__Task list__:
(a) In the Land Rover recall article, how many cars did Ford recall in North America in July?
(b) Please transcribe the Land Rover recall article word for word, starting with "And with a high" and going on through "else is paying.".
(c) Write the next part of the Land Rover recall article, picking up after its final sentence.

__Selected passage__:
#####
65,000+ Land Rovers Recalled Due To Software Bug
An anonymous reader writes with word that owners of Range Rover and Range Rover Sport SUVs (model year 2013 and newer) will need to get their cars' software updated, which means a visit to a dealer. The update will fix a bug in the cars' locking system, which occasionally resulted in car doors randomly unlocking and opening themselves (in one instance, when the car was moving). This is not the first time that a car manufacturer asked customers to contact dealers for a security update. In July, Ford has recalled over 430,000 cars in North America because of a bug that prevented the engine from shutting down even after the ignition key was put into the "off" position and removed.
I wonder how many issues like this have been silently fixed on models that have mobile data service for OTA updates.
Only makes sense that car called the Range Rover would have either an off-by-one or Out of Array Bounds error.
"There is more worth loving than we have strength to love." - Brian Jay Stanley
The other one was ok though.
This is the 'fail safe' option.
Is this the new incarnation of Lucas electrical systems?
http://www3.telus.net/bc_trium...
Don't blame me, I voted for Kodos
Well, given that companies in the UK seem to think they can get a degree qualified senior embedded software engineer for GBP 35-40k, I'm not surprised they have a bunch of incompetents working on this stuff. If you are a good embedded dev you can easily move into mobile or enterprise but engineering companies seem oblivious to this connection.
Does the software in cars fall under any particular standard for quality? Like actual engineering standards?
Or do we really have auto makers doing little better than people making apps for phones?
It just seems like if it controls any part of a car it should really be required to be subjected to much more rigorous verification.
Lost at C:>. Found at C.
And with a high price tag commands a lot of 'prestige'. Ever sit inside one? They are very, very mediocre internally. Also extremely unreliable cars historically.
I still don't understand why people buy them, but I chalk it up to an issue of more money than sense. Or they might be rappers...
The price is always right if someone else is paying.
a car that's not got more computers than the Apollo 11?
Sig. Sig. Sputnik
Chelsea tractors. Not real Land Rovers :)
Tesla's OTA updates to fix lots of battery fire problems springs to mind.
http://www.plugincars.com/tesla-responds-fire-ground-clearance-software-update-128910.html
And the charging fire problem was another OTA update:
http://www.roadandtrack.com/new-cars/news/a6536/tesla-software-update-fire/
Hardly silently though, each of these fires made news. As did the various range fix updates Telsa have issued.
#####
__Provided material__:
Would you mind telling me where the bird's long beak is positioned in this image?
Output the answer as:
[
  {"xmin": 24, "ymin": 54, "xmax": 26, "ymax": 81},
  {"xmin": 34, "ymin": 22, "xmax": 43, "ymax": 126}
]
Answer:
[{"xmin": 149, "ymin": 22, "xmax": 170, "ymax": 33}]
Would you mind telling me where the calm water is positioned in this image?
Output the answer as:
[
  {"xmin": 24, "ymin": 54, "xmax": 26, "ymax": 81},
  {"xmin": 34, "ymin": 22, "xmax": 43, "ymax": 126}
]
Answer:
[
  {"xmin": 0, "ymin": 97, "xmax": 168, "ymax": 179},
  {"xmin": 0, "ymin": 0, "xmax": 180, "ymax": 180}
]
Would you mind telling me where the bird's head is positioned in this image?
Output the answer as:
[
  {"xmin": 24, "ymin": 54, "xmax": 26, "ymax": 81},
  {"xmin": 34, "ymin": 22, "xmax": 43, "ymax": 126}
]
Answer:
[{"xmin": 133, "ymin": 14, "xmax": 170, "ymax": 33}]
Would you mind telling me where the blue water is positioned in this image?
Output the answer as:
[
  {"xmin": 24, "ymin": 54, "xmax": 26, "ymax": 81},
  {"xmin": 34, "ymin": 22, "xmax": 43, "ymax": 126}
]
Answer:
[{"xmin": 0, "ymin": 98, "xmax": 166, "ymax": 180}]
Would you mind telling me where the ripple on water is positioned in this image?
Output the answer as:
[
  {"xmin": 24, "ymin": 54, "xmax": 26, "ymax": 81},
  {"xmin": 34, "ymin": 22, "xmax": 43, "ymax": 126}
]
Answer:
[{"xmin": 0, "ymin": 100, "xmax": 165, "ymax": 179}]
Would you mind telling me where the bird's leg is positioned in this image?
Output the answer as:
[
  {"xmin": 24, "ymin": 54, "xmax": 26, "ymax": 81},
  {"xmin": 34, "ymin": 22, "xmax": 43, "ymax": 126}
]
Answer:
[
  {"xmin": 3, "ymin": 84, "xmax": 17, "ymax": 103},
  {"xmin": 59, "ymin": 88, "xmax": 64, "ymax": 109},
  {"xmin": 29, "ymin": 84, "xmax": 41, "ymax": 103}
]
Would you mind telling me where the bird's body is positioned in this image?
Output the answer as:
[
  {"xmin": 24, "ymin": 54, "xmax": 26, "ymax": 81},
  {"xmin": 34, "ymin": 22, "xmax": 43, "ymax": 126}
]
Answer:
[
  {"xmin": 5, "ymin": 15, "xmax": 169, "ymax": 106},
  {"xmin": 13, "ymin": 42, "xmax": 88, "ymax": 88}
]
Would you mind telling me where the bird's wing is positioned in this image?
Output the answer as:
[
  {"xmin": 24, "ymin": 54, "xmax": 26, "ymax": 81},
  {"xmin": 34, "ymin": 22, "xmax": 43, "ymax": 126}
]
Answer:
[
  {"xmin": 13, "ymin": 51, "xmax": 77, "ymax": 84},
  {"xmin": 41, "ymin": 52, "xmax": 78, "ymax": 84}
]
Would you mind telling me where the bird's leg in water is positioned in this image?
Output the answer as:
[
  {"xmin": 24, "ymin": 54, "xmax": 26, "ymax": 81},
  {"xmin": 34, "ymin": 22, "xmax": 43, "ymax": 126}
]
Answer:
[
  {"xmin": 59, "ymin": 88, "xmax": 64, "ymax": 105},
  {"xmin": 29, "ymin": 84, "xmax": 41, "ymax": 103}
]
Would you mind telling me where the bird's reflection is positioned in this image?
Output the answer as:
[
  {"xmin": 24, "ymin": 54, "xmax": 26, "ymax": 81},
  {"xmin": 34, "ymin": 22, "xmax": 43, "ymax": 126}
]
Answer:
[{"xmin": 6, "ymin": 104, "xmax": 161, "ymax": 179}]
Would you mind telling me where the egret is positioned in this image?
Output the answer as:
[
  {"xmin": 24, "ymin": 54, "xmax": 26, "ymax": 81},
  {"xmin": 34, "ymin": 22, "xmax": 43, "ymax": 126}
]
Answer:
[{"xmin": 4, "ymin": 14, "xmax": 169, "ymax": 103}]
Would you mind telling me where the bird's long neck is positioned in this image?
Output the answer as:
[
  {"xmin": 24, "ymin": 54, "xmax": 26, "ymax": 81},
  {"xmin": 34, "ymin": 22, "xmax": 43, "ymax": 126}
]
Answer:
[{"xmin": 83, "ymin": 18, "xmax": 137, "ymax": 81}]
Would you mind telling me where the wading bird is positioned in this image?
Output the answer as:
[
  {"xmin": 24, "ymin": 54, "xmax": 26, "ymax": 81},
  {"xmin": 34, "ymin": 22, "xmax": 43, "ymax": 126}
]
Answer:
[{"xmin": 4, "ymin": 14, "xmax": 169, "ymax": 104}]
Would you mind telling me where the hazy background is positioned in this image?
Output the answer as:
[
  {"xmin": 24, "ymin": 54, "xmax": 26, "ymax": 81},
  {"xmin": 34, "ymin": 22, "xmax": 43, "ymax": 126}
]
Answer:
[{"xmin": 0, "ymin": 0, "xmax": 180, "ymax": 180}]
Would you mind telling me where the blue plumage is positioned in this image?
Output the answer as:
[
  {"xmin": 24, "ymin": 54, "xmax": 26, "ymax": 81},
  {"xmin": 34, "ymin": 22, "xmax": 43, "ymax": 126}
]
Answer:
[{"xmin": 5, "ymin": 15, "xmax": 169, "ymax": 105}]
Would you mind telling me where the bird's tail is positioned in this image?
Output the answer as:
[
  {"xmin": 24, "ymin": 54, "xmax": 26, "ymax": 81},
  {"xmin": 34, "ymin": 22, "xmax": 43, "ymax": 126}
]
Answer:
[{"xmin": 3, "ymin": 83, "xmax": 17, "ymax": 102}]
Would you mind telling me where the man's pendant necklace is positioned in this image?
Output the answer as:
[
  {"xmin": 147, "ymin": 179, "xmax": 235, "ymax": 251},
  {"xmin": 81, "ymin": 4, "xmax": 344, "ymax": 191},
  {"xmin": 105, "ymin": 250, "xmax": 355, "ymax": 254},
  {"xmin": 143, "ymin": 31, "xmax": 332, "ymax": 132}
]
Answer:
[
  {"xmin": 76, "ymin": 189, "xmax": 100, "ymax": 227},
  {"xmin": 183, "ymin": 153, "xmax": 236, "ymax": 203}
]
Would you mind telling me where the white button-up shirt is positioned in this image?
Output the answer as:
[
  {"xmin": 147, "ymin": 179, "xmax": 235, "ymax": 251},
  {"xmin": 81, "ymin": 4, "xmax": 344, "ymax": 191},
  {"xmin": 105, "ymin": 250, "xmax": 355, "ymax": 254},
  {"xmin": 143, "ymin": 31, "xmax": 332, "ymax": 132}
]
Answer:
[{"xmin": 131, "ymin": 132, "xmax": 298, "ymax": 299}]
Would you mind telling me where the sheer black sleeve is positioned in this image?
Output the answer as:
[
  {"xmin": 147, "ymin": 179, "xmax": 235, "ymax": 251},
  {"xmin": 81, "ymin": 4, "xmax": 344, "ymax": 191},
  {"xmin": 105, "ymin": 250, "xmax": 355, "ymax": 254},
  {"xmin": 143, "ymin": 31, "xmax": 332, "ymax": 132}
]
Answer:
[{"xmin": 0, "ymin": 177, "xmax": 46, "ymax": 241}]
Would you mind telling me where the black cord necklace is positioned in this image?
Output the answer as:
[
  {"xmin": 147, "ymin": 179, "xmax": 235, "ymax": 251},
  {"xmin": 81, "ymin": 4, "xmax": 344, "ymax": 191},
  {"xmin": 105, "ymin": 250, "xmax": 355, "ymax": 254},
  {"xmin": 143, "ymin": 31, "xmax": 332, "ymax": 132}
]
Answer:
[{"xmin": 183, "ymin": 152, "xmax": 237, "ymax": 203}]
#####
__Answers for the exercise__:
(a) Over 430,000 cars.

(b)
And with a high price tag commands a lot of 'prestige'. Ever sit inside one? They are very, very mediocre internally. Also extremely unreliable cars historically.
I still don't understand why people buy them, but I chalk it up to an issue of more money than sense. Or they might be rappers...
The price is always right if someone else is paying.

(c)
Doors unlocking, that's one thing. Doors opening and engine not halting when ignition switched off, that's horrible design. Always, always keep physical means that override any other possible means to do things like opening doors and disabling engine. Person approving those designs should be shot and then sent to the Russian front. Stuff can go wrong mechanically, but why would you ever add yet another possible point of failure?
At least in general if its a software issue you might see a ability to fix it. But its just another added set of problems down the road and the more computers you add to vehicles. The more costs someone will assume down the road. Might not be the first owner of a vehicle, but the second or third might find themselves with a high bill just to get heat in the vehicle again. Its not like the old days, when you had a cable attached to a valve. Now you have complex stepped motors, software and control screen to do the same thing. This is just one example of many systems controlled by complex systems in vehicles. All of which seem great, until they break. I guess if your someone who can afford a new vehicle every 5 years or less. Then you have little worry. But if you keep your vehicle to the end of useful life. You may want to consider how much technology you want in a vehicle.
...never buying a new car again. Only cars old enough not to have this crap.
because of a bug that prevented the engine from shutting down even after the ignition key was put into the "off" position and removed.
I guess it's too difficult to leave the physical connections in place. They had to be replaced by shiny, just because.
There's a reason light switches work every single time. Physical connections are superior to digital connections.
We will bankrupt ourselves in the vain search for absolute security. -- Dwight D. Eisenhower
The industry should consider hiring former engineers from NASA and Roscosmos. Oh, I forgot that the private industry doesn't want to touch former public sector workers with a long stick, as they are all too uppity and cemented in their public sector ways.
That's range rover, the original Chelsea tractor and prototypical suburban assault vehicle.
The Ford bulletin listed in TFS says: "This is a compliance issue with FMVSS 114 regarding theft protection and rollaway prevention." One would think the issue would simply be shutting off the engine when turned off so, you know, it doesn't keep running. I understand that software controls allow for more features and save the vendor money on hardware, but I don't think they actually makes things simpler, better, safer or more reliable. I know that, historically, whenever I have turned the engine off in my cars, the engine has always turned the fuck off.
It must have been something you assimilated. . . .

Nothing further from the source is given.